Task 1 -> Repeat everything in the HR transformation passage below from "HCM is undergoing" down to "of the organisation.".

::: Supplied passage :::

Cloud, Compliance and the Case for HR Transformation to Support Your HCM Strategy

Executive Summary

HR leaders face the challenge of legacy approaches to the handling and processing of employee data. This can differ significantly between headquarters and subsidiaries, through a combination of different software application usage, third-party outsourcing providers and a distributed datacentre footprint. Similarly, the widespread adoption of cloud places even greater pressure on security regulations.

To address these challenges, and the need to become more strategic in the eyes of the business, CHROs are driving HR transformation projects and HR technology investments. A key ingredient in achieving the expected return on these initiatives is working with an HR technology vendor that can ensure that consistent data protection and compliance approaches are built into its services and software offerings as best practice.

HCM is undergoing a rapid transformation that is reshaping the management of the workforce. This is being driven by the evaluation of performance based on projects, collaboration and results, the overall engagement with employees, and how they can plan their paths and futures. The HR department, which has historically been a keeper of employee records, an administrator of training and a processor of HR transactions, is now evolving into a strategic partner for the growth of the organisation.

A key part of this HCM transformation involves proprietary solutions and manual processes rapidly giving way to packaged solutions and public cloud services. Adopting cloud solutions is likely to deliver increased functional user scope for customers, as well as delivering the efficiencies and flexibilities of cloud architectures.

But security concerns persist. Trusting sensitive information to a third party is a major step in any event, but putting employee data into the cloud, to an unknown location protected by vague assurances of security, is insufficient for most HR executives. How can employer organisations be certain that their employees' data is safe?

:::

Task 2 -> Find each line of the records below that contains the word "background", and copy those lines.

::: Data :::

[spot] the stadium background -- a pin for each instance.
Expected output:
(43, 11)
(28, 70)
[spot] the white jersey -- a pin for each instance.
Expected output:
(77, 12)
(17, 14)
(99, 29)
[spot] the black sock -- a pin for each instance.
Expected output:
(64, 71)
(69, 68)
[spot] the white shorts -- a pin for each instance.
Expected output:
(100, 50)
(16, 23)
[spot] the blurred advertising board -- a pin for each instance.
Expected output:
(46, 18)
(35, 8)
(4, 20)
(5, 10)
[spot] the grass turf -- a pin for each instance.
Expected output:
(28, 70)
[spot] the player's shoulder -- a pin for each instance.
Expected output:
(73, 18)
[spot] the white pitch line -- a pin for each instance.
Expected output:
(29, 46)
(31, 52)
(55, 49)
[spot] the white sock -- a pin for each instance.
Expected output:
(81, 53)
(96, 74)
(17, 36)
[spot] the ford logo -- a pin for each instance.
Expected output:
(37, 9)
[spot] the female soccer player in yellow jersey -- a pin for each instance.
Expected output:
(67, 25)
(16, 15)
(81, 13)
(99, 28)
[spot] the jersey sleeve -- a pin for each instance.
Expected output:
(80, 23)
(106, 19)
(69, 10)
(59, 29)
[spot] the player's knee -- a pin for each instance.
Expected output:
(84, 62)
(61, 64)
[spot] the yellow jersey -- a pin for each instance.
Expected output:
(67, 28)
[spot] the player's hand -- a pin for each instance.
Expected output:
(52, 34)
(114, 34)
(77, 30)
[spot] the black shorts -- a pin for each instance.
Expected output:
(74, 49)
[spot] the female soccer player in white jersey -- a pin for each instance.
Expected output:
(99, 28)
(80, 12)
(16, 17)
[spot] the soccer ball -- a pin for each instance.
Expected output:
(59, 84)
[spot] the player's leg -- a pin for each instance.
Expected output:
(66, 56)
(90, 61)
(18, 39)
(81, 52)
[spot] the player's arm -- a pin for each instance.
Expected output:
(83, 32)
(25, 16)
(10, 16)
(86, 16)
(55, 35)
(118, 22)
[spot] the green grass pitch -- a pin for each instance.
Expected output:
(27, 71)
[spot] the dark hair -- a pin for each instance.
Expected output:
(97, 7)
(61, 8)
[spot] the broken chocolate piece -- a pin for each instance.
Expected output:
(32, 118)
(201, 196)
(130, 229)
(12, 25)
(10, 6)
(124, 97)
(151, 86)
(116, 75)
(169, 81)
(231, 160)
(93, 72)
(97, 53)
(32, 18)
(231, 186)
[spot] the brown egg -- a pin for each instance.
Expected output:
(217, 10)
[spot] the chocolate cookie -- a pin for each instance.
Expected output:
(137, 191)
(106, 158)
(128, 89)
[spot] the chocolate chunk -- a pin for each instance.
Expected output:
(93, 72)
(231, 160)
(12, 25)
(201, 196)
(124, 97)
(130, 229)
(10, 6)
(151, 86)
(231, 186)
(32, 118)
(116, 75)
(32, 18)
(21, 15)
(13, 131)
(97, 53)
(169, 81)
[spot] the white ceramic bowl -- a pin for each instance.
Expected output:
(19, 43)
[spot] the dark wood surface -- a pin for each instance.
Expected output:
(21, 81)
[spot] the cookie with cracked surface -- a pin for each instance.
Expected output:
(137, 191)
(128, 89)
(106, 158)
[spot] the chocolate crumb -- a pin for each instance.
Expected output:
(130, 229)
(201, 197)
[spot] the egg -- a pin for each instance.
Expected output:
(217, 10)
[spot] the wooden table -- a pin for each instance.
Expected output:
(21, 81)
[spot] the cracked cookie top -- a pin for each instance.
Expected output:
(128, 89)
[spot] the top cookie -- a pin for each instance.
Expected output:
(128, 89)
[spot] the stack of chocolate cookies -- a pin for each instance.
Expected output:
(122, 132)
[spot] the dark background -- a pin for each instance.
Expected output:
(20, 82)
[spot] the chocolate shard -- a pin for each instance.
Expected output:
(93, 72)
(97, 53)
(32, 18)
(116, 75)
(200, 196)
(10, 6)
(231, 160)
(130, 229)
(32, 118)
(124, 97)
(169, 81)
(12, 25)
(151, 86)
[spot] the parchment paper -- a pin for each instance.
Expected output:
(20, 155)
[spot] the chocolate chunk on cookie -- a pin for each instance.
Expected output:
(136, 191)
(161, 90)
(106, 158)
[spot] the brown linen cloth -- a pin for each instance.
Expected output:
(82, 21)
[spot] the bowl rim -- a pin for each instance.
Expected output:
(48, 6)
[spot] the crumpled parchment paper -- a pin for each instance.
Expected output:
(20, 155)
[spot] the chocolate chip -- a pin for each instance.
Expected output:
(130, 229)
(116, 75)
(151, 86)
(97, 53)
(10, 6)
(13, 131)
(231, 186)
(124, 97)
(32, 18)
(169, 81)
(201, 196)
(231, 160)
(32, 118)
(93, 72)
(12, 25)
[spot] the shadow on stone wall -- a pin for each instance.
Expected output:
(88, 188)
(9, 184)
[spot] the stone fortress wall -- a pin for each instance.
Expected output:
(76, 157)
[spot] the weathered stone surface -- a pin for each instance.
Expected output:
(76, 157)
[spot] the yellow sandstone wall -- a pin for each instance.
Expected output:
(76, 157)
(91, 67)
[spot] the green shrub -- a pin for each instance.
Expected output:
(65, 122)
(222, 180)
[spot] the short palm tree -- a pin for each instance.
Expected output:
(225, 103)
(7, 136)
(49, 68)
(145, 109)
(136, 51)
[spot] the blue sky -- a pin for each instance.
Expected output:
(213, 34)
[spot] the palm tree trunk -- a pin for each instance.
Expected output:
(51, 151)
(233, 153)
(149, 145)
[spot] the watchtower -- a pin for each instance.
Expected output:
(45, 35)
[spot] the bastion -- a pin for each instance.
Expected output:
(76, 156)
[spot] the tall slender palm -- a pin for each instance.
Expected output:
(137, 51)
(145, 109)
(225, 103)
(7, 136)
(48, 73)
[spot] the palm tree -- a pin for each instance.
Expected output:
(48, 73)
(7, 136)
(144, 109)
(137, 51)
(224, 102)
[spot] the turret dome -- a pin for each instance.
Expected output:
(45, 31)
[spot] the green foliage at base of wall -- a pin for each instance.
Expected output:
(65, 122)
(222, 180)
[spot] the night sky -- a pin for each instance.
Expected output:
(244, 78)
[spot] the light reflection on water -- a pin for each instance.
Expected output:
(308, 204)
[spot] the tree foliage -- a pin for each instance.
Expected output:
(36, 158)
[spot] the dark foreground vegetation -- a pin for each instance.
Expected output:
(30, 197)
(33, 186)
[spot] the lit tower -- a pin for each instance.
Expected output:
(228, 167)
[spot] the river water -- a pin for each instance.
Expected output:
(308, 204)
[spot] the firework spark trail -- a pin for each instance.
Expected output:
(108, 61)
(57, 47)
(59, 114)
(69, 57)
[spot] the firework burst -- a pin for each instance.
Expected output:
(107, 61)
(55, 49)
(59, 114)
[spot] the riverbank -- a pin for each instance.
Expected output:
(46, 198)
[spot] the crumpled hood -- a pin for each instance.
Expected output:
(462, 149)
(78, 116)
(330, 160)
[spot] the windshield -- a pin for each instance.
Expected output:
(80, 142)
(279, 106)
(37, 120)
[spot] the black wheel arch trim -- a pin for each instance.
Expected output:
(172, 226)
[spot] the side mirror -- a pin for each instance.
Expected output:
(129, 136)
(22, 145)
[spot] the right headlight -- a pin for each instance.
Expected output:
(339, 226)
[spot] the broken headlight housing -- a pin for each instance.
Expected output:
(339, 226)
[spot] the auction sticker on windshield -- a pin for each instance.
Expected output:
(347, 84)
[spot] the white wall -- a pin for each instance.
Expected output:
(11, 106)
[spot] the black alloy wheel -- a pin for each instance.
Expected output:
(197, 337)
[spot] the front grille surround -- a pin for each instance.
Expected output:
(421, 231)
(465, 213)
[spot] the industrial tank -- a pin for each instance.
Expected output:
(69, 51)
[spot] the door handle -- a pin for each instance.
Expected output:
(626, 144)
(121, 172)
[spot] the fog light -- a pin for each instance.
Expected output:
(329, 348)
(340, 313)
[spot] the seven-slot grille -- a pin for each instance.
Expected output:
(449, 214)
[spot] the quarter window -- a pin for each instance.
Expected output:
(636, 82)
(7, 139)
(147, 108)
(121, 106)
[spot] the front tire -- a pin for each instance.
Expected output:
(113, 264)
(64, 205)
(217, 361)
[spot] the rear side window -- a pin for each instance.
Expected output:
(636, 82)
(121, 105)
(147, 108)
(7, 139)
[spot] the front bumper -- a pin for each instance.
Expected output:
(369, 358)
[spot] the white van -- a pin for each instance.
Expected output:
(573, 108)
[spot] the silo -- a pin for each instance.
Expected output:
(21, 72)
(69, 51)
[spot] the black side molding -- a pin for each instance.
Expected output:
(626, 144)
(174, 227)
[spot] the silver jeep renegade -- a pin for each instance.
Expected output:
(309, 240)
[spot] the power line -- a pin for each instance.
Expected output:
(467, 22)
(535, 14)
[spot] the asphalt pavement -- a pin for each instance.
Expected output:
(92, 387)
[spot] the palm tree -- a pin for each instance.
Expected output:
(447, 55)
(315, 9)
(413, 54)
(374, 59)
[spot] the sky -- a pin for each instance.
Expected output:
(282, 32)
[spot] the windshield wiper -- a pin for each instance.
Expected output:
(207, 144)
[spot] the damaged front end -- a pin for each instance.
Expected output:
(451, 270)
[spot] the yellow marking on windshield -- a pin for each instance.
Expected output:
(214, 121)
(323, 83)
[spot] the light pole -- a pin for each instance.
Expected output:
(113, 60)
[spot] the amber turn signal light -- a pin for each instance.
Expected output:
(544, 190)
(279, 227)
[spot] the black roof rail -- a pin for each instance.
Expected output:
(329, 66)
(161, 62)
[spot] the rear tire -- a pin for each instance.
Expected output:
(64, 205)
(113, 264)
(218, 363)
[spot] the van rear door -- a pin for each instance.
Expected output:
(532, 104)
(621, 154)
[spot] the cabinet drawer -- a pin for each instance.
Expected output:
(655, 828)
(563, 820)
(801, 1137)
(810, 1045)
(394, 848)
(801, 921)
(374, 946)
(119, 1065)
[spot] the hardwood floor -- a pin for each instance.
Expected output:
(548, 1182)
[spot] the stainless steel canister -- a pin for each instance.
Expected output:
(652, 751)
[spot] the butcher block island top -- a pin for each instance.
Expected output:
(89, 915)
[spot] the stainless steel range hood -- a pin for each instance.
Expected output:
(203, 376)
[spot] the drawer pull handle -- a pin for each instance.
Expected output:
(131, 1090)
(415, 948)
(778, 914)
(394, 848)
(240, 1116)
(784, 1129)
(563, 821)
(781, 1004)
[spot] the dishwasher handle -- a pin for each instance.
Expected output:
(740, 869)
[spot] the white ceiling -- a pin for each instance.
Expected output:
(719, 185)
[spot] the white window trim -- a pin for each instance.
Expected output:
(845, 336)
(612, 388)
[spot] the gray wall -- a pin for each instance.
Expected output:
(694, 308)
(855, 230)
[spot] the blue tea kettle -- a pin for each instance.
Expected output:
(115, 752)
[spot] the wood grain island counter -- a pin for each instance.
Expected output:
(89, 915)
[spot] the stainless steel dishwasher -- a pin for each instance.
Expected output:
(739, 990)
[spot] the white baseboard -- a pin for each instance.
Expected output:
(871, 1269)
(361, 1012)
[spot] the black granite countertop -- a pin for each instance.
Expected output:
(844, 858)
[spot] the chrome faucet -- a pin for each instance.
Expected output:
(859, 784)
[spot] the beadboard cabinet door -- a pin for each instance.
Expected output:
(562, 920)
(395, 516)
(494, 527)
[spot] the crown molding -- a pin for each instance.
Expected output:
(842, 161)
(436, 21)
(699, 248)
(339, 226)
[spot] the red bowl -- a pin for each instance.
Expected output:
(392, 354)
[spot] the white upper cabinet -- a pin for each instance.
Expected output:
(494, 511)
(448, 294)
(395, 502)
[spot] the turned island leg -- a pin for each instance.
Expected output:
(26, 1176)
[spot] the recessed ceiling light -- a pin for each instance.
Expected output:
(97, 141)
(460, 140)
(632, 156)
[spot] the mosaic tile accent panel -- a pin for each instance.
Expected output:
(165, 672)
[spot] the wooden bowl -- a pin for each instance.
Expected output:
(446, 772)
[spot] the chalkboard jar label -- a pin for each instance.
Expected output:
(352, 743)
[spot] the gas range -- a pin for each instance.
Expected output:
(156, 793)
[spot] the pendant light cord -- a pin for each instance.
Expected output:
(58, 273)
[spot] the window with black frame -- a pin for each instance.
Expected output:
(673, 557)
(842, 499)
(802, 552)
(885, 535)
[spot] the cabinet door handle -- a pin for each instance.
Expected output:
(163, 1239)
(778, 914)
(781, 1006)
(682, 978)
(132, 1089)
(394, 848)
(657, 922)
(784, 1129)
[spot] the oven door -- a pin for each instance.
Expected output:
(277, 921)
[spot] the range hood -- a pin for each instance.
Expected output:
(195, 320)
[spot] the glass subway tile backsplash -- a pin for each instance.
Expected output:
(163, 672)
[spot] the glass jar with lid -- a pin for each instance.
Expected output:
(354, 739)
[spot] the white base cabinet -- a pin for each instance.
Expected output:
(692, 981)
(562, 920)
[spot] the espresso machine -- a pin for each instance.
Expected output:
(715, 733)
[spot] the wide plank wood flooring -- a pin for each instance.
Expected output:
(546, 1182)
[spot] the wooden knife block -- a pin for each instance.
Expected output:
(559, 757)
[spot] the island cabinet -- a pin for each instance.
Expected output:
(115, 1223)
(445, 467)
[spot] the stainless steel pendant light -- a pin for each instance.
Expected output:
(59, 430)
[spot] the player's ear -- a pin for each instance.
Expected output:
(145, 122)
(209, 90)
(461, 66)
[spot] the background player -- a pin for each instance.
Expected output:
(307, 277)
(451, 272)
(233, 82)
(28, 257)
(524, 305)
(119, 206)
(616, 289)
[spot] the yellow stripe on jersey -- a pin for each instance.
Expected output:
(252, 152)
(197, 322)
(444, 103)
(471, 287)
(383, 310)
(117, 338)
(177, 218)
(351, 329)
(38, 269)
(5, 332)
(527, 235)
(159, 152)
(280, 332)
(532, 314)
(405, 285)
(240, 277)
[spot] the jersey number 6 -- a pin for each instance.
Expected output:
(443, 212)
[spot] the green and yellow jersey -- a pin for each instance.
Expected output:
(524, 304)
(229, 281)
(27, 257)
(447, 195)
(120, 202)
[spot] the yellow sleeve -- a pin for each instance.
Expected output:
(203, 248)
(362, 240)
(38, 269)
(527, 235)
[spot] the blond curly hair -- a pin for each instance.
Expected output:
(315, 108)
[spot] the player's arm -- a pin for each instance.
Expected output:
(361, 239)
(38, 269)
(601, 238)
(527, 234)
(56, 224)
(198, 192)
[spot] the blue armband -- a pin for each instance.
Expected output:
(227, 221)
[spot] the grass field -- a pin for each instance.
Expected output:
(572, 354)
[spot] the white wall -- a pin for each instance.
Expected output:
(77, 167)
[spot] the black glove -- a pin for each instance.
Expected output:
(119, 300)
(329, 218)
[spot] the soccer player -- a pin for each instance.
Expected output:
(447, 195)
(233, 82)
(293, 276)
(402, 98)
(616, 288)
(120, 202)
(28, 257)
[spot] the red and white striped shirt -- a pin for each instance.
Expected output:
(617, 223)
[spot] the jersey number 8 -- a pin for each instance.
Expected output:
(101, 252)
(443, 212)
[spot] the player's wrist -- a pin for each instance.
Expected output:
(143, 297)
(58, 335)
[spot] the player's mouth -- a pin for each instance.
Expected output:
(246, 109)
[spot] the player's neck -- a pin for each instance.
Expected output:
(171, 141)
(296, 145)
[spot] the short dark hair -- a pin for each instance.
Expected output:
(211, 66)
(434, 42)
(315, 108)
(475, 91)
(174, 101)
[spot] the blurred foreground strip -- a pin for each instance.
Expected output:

:::

Task solution 1 ->
HCM is undergoing a rapid transformation that is reshaping the management of the workforce. This is being driven by the evaluation of performance based on projects, collaboration and results, the overall engagement with employees, and how they can plan their paths and futures. The HR department, which has historically been a keeper of employee records, an administrator of training and a processor of HR transactions, is now evolving into a strategic partner for the growth of the organisation.

Task solution 2 ->
[spot] the stadium background -- a pin for each instance.
[spot] the dark background -- a pin for each instance.
[spot] the background player -- a pin for each instance.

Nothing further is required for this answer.